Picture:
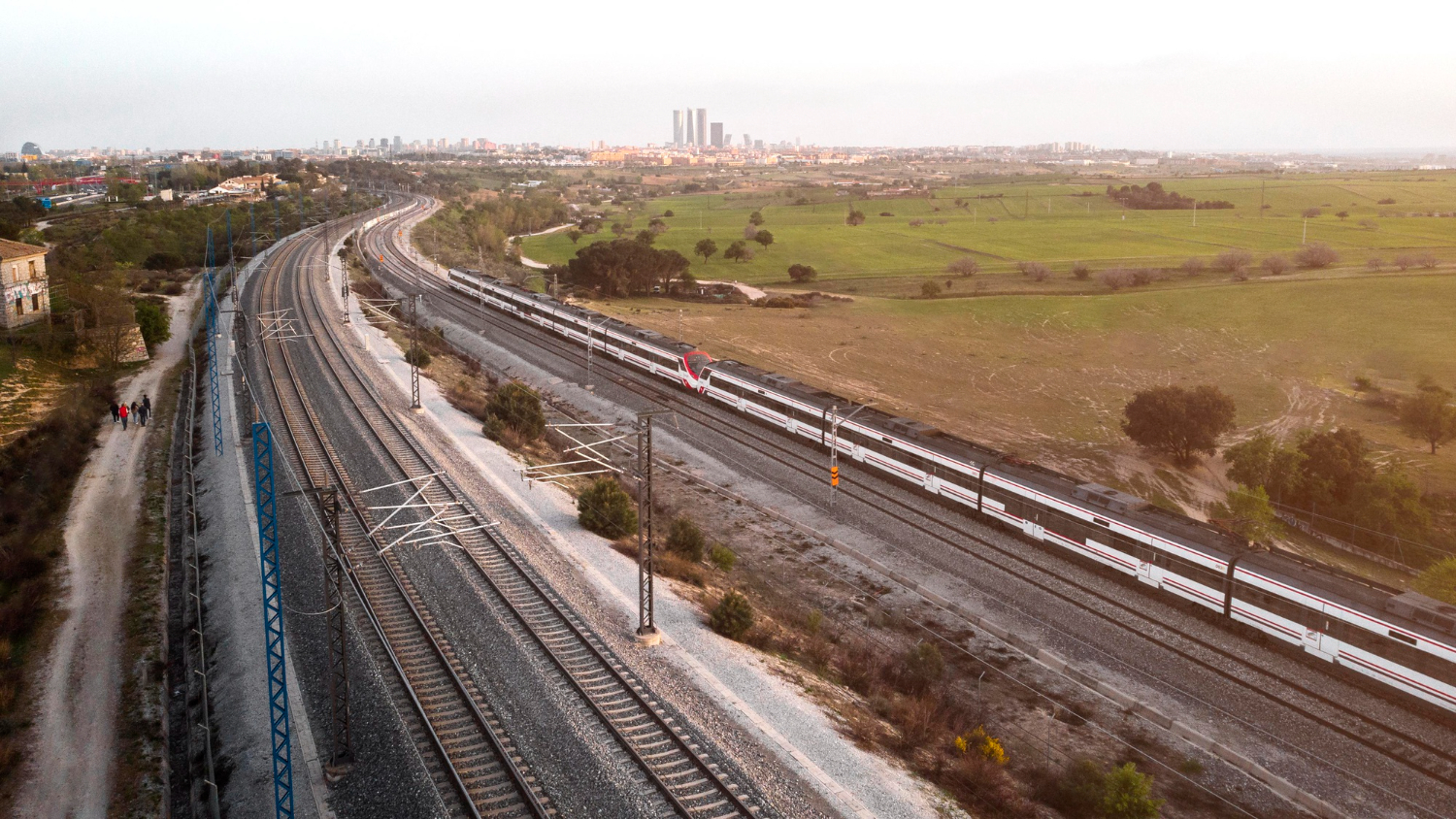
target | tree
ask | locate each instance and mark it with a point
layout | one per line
(964, 267)
(1439, 580)
(733, 615)
(1129, 795)
(1315, 255)
(686, 539)
(803, 273)
(1274, 265)
(705, 247)
(739, 252)
(1178, 422)
(1266, 463)
(1426, 416)
(518, 408)
(1248, 512)
(606, 508)
(1234, 261)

════════════════

**Work task**:
Could you give the listing above again word for word, without any pictures?

**Task output**:
Picture:
target | tree
ask | locate each instance and mark it with a point
layout | one per line
(964, 267)
(1439, 580)
(733, 615)
(1129, 795)
(1315, 255)
(686, 539)
(803, 273)
(1274, 265)
(705, 247)
(739, 252)
(1178, 422)
(1266, 463)
(1426, 416)
(518, 408)
(1248, 512)
(606, 508)
(1234, 261)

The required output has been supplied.